Aim of the exercise:
For each line of the data below, copy it if it holds the word "clicks".

*** Material for the task

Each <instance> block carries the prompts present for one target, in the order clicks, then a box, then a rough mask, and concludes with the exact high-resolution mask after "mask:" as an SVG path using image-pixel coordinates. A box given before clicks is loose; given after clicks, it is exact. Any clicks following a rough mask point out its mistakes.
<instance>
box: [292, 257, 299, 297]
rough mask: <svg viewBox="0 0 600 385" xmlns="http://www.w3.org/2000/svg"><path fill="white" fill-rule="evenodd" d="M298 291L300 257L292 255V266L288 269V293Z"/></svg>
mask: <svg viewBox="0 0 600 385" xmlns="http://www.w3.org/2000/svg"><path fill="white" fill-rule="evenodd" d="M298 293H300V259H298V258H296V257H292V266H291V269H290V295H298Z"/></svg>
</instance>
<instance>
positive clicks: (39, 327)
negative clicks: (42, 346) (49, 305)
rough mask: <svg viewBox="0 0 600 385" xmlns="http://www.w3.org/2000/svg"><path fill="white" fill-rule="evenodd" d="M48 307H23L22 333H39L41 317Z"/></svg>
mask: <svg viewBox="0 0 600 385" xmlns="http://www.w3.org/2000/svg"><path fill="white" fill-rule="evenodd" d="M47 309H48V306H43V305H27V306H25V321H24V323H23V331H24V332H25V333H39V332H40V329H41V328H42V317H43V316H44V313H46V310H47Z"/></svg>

******

Response to the task:
Each <instance> block carries the prompts present for one target, in the order clicks, then a box, then a rough mask, and concludes with the exact high-resolution mask after "mask:" as an SVG path using image-pixel coordinates. A box given before clicks is loose; given after clicks, it is exact. Any clicks following a rough mask point out its mistakes.
positive clicks: (39, 327)
negative clicks: (42, 346) (49, 305)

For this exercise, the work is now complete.